### Aim of the task
Pick every line from the data below that contains the string "sofa" and copy it.

### Saved data entries

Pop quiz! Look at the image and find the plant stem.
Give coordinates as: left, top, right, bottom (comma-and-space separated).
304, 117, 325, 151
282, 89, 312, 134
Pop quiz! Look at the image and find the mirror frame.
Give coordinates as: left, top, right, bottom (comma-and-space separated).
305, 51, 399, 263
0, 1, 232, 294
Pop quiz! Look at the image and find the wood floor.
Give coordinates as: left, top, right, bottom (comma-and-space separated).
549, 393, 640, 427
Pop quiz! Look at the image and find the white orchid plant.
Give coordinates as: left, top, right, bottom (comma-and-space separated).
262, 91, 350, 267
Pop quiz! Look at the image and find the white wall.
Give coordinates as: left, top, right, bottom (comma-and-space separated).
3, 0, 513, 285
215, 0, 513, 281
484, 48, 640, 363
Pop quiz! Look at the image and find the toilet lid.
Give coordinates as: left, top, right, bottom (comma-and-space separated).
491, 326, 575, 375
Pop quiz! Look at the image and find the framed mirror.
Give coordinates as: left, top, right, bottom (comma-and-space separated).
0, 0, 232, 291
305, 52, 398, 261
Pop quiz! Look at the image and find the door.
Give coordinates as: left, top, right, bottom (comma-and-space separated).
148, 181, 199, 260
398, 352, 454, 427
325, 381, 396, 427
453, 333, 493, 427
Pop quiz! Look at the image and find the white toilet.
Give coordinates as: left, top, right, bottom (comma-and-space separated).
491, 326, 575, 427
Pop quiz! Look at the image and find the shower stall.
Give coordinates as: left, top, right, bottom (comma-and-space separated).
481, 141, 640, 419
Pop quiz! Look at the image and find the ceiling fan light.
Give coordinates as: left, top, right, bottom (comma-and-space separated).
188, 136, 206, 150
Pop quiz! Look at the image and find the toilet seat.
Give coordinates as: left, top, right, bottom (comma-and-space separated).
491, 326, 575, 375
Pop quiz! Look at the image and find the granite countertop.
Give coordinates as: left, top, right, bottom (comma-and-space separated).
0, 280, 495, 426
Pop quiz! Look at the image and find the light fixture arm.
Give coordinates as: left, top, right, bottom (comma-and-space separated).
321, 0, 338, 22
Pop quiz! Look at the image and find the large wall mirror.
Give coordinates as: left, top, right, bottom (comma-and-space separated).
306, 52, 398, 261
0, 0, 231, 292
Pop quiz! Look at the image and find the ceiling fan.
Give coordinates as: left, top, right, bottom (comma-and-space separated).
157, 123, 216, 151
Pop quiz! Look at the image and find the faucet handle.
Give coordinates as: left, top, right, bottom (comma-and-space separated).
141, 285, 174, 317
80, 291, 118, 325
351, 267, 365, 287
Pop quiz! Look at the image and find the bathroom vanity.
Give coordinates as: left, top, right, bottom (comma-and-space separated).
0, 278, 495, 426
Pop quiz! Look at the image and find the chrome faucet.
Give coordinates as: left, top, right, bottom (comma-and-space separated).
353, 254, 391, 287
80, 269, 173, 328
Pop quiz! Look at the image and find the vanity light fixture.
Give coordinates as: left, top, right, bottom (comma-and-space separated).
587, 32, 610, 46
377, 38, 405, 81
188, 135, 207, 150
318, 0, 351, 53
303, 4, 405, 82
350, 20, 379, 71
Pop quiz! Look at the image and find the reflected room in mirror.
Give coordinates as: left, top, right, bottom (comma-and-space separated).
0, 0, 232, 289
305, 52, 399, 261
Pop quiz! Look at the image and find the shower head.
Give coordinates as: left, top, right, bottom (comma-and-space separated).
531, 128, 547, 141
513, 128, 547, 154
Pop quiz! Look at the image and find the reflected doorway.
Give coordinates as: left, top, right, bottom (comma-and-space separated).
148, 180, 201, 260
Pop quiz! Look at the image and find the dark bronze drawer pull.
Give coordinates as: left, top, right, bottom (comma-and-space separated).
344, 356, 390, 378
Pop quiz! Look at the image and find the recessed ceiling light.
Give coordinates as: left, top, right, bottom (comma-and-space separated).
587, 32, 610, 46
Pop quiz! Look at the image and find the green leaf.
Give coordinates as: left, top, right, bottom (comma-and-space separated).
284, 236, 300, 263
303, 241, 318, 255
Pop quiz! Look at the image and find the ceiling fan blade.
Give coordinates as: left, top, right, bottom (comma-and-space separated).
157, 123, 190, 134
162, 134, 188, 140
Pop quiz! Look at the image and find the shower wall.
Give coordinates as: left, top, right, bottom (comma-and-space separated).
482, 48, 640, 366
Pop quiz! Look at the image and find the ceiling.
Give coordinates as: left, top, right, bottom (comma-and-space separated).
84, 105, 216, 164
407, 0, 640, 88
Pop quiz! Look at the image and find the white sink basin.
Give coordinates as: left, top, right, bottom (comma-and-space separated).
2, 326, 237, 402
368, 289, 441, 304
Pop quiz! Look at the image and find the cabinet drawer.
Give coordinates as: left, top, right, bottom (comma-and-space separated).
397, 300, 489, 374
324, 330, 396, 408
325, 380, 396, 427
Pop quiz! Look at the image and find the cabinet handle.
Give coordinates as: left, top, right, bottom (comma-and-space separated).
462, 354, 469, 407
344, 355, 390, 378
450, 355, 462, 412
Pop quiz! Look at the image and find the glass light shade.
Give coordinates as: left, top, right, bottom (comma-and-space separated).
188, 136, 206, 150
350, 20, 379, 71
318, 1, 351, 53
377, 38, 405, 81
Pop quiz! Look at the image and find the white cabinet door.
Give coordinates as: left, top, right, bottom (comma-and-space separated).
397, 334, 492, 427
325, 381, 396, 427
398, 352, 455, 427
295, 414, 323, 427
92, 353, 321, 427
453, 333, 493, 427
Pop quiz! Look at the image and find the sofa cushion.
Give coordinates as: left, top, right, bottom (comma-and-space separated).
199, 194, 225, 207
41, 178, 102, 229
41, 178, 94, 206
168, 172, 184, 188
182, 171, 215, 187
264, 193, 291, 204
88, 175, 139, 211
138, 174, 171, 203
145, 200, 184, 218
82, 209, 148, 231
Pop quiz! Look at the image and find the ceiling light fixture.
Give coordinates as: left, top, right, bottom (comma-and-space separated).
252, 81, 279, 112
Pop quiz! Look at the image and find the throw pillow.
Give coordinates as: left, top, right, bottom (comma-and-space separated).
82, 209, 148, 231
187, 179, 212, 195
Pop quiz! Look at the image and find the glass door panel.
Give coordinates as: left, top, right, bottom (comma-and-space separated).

---

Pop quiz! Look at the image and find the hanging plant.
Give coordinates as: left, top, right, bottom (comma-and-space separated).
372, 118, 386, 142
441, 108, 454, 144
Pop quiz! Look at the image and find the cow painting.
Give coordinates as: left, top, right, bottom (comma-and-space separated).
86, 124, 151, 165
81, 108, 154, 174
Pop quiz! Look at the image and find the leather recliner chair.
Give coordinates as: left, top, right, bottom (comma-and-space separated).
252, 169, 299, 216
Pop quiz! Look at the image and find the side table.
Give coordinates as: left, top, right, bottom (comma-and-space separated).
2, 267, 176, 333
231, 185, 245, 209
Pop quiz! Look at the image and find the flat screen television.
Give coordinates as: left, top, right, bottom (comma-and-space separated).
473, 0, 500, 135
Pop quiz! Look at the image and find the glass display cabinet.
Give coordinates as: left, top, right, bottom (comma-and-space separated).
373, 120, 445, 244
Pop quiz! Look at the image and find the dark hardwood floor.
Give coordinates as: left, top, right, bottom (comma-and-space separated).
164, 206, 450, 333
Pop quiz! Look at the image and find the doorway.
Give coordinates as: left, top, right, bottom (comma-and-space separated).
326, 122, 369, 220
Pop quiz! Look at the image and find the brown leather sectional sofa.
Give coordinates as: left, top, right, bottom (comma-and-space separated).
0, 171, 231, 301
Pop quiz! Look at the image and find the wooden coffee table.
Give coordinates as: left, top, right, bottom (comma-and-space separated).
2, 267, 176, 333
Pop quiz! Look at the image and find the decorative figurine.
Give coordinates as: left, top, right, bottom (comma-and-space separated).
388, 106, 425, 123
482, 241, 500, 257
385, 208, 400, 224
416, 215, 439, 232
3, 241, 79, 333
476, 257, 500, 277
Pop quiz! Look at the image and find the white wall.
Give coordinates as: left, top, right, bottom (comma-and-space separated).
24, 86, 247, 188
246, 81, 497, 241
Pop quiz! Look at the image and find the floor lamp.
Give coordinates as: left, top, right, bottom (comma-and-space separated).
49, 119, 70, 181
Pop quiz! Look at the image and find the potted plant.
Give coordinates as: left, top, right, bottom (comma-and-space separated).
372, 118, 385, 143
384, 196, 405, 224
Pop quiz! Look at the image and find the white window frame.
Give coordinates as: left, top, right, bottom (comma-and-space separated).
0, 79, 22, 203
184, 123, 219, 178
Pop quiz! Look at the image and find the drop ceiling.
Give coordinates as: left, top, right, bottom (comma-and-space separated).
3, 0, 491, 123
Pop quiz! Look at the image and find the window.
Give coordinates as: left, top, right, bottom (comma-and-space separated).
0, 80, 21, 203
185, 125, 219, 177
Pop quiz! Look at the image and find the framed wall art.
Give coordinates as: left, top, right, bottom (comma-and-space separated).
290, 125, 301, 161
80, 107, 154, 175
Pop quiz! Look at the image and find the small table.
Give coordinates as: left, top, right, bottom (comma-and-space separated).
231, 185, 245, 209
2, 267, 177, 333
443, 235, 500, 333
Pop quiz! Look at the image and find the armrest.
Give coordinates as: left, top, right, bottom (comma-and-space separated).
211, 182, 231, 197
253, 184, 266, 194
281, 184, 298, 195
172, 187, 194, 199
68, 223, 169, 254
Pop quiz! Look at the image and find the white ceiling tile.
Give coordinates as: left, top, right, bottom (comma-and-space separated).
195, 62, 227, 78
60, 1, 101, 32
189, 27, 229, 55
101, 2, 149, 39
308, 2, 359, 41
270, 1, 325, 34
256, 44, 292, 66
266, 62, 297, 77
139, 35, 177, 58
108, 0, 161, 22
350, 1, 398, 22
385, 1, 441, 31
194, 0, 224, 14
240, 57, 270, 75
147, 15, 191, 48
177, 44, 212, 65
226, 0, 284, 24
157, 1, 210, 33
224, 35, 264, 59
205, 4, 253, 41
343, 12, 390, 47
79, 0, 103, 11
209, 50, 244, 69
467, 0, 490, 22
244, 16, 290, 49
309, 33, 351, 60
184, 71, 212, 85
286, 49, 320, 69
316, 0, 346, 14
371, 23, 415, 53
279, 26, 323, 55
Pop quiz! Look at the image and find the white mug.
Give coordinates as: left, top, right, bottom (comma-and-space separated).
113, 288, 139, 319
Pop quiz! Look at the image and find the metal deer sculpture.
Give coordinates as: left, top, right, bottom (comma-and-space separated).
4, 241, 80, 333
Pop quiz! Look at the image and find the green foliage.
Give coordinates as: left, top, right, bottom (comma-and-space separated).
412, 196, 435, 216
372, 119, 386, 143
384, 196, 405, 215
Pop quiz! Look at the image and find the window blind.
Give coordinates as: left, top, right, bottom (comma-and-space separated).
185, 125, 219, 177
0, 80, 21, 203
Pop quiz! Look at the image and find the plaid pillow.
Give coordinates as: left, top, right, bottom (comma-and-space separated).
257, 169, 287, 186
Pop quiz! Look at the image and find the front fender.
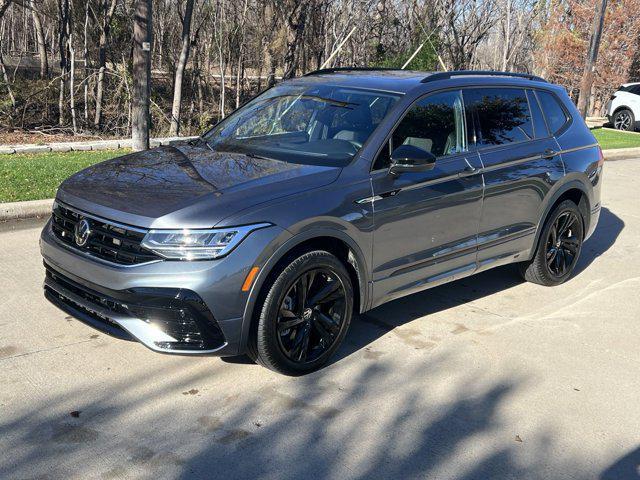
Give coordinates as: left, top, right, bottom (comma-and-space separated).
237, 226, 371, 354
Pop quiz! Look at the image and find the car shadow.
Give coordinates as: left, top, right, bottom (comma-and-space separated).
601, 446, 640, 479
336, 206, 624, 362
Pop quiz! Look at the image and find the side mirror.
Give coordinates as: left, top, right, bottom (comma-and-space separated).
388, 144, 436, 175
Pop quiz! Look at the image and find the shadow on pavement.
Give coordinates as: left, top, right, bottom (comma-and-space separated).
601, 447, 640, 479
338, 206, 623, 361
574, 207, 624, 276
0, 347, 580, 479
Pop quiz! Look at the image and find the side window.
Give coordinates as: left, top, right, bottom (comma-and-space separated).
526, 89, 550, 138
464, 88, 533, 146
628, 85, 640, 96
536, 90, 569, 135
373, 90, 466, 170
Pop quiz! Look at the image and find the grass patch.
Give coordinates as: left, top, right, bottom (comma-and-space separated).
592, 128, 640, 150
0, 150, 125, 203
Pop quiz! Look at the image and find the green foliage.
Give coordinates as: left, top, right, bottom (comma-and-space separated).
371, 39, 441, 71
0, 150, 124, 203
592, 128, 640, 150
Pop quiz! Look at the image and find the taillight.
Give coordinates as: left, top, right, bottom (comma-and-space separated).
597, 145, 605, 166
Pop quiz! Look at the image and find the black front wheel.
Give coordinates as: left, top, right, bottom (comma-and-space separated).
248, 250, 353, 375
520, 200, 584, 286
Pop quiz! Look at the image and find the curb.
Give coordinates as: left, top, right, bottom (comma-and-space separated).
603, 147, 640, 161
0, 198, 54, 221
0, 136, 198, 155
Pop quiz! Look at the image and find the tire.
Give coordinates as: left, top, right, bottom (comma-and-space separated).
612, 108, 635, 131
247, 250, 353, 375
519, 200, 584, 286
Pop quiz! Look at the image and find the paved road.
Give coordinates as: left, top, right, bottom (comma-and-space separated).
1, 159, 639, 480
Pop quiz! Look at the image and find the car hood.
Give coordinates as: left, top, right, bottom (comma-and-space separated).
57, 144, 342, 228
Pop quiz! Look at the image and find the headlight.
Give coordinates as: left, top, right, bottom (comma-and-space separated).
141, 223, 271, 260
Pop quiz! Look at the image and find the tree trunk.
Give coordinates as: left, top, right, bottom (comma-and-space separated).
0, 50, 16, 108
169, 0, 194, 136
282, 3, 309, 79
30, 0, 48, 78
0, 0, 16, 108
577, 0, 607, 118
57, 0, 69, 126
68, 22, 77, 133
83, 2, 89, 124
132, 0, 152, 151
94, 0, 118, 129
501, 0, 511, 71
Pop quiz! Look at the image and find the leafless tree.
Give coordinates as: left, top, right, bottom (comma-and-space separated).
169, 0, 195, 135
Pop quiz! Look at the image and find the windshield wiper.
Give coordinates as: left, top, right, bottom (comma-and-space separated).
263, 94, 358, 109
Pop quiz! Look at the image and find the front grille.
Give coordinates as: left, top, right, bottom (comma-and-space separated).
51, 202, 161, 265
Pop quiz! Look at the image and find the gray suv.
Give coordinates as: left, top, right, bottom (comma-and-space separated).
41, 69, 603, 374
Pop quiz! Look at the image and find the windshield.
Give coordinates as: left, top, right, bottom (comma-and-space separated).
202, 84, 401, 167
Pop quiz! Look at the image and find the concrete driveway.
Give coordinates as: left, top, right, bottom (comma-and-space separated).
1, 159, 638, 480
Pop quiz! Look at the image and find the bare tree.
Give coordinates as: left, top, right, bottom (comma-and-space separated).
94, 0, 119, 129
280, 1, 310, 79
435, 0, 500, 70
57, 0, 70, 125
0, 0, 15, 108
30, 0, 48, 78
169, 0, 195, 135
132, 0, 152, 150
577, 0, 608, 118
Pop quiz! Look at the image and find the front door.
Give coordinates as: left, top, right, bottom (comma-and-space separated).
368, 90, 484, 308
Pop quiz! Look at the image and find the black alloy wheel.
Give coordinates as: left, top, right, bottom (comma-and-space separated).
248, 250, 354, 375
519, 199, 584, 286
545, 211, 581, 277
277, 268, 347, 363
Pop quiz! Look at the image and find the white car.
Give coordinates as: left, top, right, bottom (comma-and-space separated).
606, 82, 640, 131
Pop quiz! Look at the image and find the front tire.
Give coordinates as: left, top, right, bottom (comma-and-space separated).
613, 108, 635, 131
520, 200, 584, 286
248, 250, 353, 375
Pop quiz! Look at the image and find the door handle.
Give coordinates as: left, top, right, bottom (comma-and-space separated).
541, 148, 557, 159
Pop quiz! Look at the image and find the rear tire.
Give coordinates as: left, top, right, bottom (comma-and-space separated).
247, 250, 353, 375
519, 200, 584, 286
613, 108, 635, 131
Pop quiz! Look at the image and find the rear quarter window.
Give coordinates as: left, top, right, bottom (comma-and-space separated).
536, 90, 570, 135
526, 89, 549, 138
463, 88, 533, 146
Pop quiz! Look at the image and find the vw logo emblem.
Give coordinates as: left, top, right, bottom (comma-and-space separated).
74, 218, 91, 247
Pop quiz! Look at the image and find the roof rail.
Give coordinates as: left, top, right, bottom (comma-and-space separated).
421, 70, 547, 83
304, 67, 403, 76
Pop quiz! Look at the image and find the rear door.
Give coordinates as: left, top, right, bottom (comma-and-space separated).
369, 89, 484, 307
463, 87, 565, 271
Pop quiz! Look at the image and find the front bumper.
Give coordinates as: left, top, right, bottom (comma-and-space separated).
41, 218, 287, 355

### Answer for this exercise
Pop quiz! Look at the image and find the sofa cushion.
Pop quiz! Look at the image and find the brown leather sectional sofa.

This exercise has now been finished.